RECORD EXCERPTS ->
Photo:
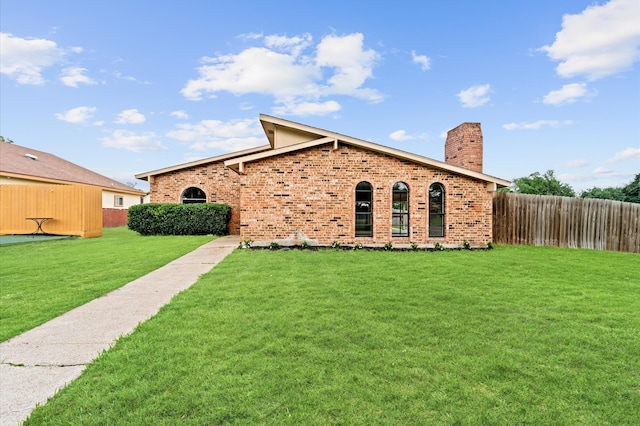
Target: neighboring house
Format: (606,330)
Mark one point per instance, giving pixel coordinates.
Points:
(315,185)
(20,165)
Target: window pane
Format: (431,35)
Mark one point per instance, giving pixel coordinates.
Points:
(364,209)
(400,210)
(436,210)
(193,195)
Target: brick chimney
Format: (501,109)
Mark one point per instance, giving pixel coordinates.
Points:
(464,147)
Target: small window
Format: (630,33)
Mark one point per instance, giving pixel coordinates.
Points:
(400,207)
(364,210)
(436,210)
(193,195)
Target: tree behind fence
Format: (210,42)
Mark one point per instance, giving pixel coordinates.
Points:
(566,222)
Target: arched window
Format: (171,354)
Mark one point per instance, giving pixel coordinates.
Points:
(193,195)
(436,210)
(364,210)
(400,207)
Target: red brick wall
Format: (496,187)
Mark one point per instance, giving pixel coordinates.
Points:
(114,217)
(312,191)
(219,183)
(464,146)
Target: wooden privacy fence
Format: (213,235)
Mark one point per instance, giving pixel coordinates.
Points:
(73,209)
(566,222)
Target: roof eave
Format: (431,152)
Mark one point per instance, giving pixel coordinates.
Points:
(145,175)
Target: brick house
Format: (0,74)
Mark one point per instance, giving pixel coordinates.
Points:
(318,186)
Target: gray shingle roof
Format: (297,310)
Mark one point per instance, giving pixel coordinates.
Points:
(27,163)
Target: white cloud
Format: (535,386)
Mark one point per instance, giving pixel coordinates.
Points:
(74,76)
(294,45)
(474,96)
(131,141)
(567,94)
(308,108)
(180,114)
(601,171)
(340,65)
(601,41)
(401,136)
(627,154)
(77,115)
(119,75)
(352,65)
(422,60)
(130,116)
(214,134)
(25,59)
(536,125)
(581,162)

EXERCISE DESCRIPTION -> Copy out every line of the material above exactly, skipping the pictures.

FULL ANSWER ->
Photo:
Target: neighboring house
Format: (606,330)
Mark one point per instance, giving pixel coordinates.
Points:
(315,185)
(20,165)
Target: window pane
Format: (431,35)
Mark one point per instance, giving pixel coordinates.
Points:
(364,209)
(400,210)
(436,210)
(193,195)
Target: brick chimney
Format: (501,109)
Mark one point per instance, giving pixel coordinates.
Points:
(464,147)
Target: small window
Format: (630,33)
Mark one point per instance, giving pixel coordinates.
Points:
(400,207)
(364,210)
(436,210)
(193,195)
Target: tree behind fence
Format: (210,42)
Mark one point per instance, giving pixel coordinates.
Points:
(566,222)
Target: arched window
Format: (171,354)
Mark one point per instance, giving pixel coordinates.
Points:
(193,195)
(436,210)
(364,210)
(400,207)
Target: red brick wall
Format: (496,187)
Mark one point per instance, giving pixel coordinates.
Points:
(114,217)
(312,191)
(219,183)
(464,146)
Target: wooden privacy fence
Format: (213,235)
Mark one point per instance, giving pixel coordinates.
Points:
(73,209)
(566,222)
Target: roof eave
Format: (431,152)
Mark one point per instance, giving pixel coordinates.
Points:
(145,175)
Target: brick house
Format: (0,74)
Mark one point per instance, giving pixel coordinates.
Points:
(318,186)
Target: gray shingle roof
Format: (297,310)
Mark one point per instance, giving pixel coordinates.
Points:
(27,163)
Target: white cloud
Format: (535,386)
Mark one point per instance, giving pixel coordinates.
Points:
(74,76)
(294,45)
(474,96)
(131,141)
(567,94)
(308,108)
(180,114)
(601,171)
(340,65)
(601,41)
(401,136)
(627,154)
(77,115)
(119,75)
(352,65)
(422,60)
(130,116)
(214,134)
(25,59)
(536,125)
(581,162)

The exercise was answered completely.